### TASK DETAILS
List each line of the lines below that contains the string "black". Case counts.

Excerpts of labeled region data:
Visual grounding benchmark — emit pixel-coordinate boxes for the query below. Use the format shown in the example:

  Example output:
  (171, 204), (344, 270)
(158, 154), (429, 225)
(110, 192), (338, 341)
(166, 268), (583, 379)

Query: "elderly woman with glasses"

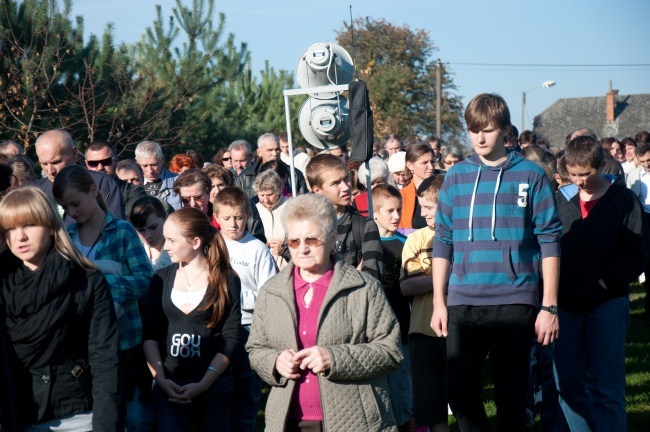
(246, 194), (402, 431)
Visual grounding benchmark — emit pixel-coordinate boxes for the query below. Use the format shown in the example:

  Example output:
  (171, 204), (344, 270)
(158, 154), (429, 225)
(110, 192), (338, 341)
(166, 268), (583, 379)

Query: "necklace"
(183, 263), (208, 289)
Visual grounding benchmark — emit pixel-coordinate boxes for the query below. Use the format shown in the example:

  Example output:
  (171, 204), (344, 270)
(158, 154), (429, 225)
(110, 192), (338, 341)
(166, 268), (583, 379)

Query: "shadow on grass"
(255, 284), (650, 432)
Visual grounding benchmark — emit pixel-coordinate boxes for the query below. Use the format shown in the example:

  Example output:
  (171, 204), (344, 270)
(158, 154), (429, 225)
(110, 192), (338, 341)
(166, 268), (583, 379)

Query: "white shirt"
(280, 150), (311, 178)
(223, 232), (277, 325)
(639, 170), (650, 213)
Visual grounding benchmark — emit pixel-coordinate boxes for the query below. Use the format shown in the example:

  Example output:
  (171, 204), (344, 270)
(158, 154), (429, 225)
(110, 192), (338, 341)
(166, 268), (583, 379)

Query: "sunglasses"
(181, 195), (205, 205)
(86, 158), (113, 168)
(287, 234), (327, 249)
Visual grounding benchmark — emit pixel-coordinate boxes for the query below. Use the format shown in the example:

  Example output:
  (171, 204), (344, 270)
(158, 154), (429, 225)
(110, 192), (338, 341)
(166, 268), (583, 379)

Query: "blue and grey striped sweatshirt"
(433, 151), (562, 306)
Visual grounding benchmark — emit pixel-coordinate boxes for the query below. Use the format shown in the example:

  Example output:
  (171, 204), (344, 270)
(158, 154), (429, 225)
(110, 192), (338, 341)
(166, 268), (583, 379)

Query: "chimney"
(605, 81), (618, 123)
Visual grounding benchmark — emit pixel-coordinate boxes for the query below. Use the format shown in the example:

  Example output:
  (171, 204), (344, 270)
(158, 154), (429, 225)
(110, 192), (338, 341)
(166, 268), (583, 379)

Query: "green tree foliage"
(337, 17), (463, 142)
(0, 0), (299, 156)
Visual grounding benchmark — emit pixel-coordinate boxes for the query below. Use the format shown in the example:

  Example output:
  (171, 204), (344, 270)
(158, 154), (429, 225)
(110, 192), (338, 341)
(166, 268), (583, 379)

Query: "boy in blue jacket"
(431, 93), (562, 431)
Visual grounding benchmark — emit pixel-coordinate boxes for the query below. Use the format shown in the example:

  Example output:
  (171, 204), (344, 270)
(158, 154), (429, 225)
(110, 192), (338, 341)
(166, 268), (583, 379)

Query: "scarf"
(0, 249), (80, 368)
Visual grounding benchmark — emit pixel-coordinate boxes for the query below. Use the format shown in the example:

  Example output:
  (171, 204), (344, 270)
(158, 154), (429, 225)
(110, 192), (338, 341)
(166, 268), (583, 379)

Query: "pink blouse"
(289, 267), (334, 421)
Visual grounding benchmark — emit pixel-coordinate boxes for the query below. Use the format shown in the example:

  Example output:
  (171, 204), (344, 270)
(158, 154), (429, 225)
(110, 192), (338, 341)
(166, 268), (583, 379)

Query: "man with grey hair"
(228, 140), (252, 177)
(235, 133), (307, 198)
(34, 129), (124, 225)
(135, 141), (182, 210)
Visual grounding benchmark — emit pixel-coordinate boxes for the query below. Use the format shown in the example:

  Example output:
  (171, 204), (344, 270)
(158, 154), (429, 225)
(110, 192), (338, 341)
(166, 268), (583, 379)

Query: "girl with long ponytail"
(144, 207), (242, 431)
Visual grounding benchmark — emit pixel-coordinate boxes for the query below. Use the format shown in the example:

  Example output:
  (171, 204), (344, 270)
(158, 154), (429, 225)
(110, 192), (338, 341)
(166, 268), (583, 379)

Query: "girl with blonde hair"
(0, 186), (119, 431)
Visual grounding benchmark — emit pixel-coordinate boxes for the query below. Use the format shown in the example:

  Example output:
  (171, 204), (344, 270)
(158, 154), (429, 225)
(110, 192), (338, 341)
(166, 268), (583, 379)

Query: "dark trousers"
(447, 305), (537, 432)
(151, 376), (234, 432)
(643, 213), (650, 315)
(230, 327), (262, 432)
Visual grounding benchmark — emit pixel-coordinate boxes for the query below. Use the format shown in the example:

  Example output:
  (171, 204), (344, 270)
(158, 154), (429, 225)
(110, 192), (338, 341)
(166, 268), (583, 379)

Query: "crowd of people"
(0, 94), (650, 432)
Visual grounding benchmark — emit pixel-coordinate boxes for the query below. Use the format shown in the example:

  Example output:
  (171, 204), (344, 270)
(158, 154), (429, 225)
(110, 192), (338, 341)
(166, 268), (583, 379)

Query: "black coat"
(0, 250), (119, 431)
(557, 182), (650, 312)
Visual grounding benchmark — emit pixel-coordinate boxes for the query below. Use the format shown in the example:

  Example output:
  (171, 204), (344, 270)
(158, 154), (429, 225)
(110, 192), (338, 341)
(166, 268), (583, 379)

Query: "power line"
(454, 65), (650, 72)
(445, 62), (650, 67)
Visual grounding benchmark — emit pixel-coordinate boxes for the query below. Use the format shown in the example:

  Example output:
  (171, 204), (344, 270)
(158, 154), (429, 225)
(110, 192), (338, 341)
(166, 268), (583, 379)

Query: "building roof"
(534, 94), (650, 148)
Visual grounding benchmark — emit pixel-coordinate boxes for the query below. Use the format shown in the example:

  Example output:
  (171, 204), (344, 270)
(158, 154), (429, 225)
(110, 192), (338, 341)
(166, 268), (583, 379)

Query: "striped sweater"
(433, 151), (562, 306)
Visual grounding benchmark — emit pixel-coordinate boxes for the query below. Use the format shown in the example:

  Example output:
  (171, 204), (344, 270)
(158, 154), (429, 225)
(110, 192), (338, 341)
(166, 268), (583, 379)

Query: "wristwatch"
(542, 306), (557, 315)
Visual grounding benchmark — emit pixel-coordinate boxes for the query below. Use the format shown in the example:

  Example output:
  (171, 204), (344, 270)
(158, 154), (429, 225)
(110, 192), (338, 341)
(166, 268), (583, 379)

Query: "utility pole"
(436, 59), (442, 139)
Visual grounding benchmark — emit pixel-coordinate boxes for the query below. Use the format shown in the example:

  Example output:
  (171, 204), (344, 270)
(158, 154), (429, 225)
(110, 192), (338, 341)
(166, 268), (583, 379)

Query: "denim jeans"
(554, 297), (630, 432)
(25, 412), (93, 432)
(447, 305), (537, 432)
(230, 326), (262, 432)
(151, 376), (234, 432)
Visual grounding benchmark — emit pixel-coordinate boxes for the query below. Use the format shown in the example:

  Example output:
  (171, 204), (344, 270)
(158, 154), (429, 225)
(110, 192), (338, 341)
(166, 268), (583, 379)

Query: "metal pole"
(436, 59), (442, 139)
(364, 159), (372, 220)
(284, 93), (297, 197)
(519, 92), (526, 133)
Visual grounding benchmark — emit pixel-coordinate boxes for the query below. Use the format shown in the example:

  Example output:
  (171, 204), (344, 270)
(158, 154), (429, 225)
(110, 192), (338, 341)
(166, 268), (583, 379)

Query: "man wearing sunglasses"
(235, 133), (307, 198)
(34, 129), (124, 226)
(86, 140), (147, 217)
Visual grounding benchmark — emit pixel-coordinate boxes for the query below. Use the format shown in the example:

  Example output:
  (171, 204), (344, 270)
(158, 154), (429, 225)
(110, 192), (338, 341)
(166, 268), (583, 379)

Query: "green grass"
(255, 284), (650, 432)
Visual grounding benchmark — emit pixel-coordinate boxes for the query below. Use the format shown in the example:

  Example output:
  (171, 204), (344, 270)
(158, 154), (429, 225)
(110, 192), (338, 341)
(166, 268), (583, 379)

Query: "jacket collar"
(265, 256), (365, 313)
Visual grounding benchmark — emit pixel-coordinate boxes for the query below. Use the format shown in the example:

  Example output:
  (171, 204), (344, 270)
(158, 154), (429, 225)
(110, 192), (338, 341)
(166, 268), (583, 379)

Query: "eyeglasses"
(287, 234), (327, 249)
(181, 195), (205, 205)
(86, 158), (113, 168)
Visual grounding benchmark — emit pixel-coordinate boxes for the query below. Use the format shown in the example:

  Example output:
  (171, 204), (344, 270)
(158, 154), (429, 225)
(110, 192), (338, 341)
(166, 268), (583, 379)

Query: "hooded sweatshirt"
(433, 151), (562, 306)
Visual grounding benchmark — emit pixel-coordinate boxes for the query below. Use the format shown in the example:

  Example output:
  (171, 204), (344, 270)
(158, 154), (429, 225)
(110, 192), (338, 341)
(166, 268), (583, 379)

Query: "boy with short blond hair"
(372, 184), (413, 431)
(400, 175), (448, 432)
(214, 186), (277, 431)
(307, 154), (384, 280)
(431, 93), (562, 430)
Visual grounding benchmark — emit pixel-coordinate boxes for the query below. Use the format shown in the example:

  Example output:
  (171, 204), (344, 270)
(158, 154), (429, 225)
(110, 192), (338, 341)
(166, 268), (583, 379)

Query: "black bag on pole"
(348, 80), (374, 162)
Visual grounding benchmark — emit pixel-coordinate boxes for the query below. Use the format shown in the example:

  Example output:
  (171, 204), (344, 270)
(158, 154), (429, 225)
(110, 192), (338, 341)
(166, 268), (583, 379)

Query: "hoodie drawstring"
(467, 167), (481, 241)
(467, 167), (503, 241)
(492, 168), (503, 240)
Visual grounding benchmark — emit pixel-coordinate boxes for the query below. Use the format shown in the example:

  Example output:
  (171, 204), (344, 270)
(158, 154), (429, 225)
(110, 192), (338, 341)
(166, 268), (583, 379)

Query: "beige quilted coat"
(246, 260), (402, 432)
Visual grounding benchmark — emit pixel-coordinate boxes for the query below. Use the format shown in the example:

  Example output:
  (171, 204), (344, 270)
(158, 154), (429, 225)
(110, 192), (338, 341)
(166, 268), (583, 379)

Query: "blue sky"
(73, 0), (650, 143)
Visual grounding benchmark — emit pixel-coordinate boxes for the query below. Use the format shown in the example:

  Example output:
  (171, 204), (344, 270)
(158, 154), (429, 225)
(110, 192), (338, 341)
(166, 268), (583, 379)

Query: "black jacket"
(557, 181), (650, 312)
(33, 170), (125, 226)
(115, 177), (147, 216)
(0, 250), (119, 431)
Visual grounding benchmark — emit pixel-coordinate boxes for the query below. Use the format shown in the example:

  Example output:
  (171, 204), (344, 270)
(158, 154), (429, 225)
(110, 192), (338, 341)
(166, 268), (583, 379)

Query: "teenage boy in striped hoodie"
(431, 93), (562, 431)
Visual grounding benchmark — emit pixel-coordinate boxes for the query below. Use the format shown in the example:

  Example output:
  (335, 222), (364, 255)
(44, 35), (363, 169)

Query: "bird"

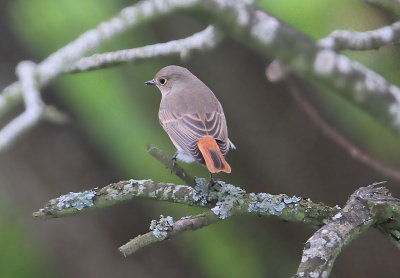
(145, 65), (236, 184)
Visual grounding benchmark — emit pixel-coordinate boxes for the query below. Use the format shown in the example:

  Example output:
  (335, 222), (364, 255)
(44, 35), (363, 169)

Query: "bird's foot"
(171, 152), (178, 175)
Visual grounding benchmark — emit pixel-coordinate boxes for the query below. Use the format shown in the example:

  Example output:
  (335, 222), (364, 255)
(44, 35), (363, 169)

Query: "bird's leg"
(208, 172), (216, 194)
(171, 152), (178, 174)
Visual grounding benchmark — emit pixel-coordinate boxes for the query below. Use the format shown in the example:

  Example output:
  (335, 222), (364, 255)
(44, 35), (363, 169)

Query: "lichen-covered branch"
(119, 211), (220, 256)
(318, 22), (400, 51)
(146, 144), (196, 187)
(64, 26), (222, 73)
(284, 76), (400, 181)
(295, 184), (400, 278)
(0, 0), (400, 136)
(363, 0), (400, 16)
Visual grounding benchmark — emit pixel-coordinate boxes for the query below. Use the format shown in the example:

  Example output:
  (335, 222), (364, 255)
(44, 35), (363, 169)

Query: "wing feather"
(158, 105), (229, 164)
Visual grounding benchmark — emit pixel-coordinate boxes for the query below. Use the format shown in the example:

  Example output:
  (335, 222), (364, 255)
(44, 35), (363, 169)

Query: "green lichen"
(150, 215), (174, 240)
(57, 190), (96, 210)
(211, 181), (246, 219)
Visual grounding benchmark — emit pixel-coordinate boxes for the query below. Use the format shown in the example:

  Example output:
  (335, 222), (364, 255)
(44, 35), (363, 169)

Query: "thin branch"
(318, 21), (400, 51)
(118, 210), (220, 257)
(363, 0), (400, 16)
(0, 0), (205, 115)
(64, 26), (222, 73)
(0, 0), (400, 136)
(146, 144), (196, 187)
(285, 77), (400, 181)
(295, 184), (400, 278)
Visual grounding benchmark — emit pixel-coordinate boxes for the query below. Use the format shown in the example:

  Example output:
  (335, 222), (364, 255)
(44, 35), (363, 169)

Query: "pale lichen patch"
(150, 215), (174, 239)
(57, 190), (96, 210)
(314, 49), (336, 75)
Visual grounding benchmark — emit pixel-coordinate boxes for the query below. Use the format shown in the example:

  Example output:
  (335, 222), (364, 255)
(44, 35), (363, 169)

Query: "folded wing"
(158, 104), (230, 164)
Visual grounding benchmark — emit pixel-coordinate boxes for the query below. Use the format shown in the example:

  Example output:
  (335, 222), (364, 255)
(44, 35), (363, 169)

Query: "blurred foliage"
(0, 195), (52, 278)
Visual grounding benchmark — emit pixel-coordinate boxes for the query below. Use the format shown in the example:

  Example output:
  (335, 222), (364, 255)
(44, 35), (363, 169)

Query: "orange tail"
(197, 136), (231, 173)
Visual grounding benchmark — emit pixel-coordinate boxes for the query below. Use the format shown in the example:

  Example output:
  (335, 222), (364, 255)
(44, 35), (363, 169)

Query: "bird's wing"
(158, 106), (229, 163)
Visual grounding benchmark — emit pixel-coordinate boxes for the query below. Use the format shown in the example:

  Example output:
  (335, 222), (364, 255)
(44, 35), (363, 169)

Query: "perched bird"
(145, 66), (235, 182)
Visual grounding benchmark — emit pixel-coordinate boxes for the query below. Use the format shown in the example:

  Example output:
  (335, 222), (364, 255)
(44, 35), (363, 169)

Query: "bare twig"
(295, 184), (400, 278)
(318, 22), (400, 51)
(64, 26), (222, 73)
(363, 0), (400, 16)
(285, 77), (400, 181)
(0, 0), (205, 115)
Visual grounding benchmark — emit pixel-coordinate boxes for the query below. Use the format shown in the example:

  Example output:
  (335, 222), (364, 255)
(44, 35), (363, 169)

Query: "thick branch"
(0, 0), (202, 115)
(64, 26), (222, 72)
(0, 0), (400, 135)
(0, 62), (44, 151)
(318, 22), (400, 51)
(146, 145), (196, 187)
(363, 0), (400, 16)
(119, 211), (220, 256)
(295, 184), (400, 278)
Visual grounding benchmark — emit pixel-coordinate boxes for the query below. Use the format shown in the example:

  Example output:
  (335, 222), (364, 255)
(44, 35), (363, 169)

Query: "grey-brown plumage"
(146, 66), (234, 172)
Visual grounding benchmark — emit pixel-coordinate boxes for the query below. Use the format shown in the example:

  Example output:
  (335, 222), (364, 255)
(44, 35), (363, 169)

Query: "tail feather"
(197, 136), (231, 173)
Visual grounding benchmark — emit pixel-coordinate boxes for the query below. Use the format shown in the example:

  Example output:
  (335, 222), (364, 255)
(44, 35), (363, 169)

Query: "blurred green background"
(0, 0), (400, 277)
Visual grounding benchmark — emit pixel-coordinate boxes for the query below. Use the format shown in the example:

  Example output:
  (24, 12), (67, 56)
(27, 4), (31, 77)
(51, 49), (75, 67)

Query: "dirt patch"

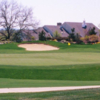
(18, 44), (59, 51)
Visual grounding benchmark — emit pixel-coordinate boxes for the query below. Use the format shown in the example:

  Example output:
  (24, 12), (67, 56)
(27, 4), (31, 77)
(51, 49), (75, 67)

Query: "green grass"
(0, 41), (100, 87)
(0, 64), (100, 81)
(0, 89), (100, 100)
(0, 78), (100, 88)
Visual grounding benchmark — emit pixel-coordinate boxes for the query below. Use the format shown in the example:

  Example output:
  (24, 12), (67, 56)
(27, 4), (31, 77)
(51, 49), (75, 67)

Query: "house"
(22, 21), (100, 40)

### ANSWER TO THE PROBLEM
Query: "black coat"
Query: "black bag on pole"
Query: "black jacket"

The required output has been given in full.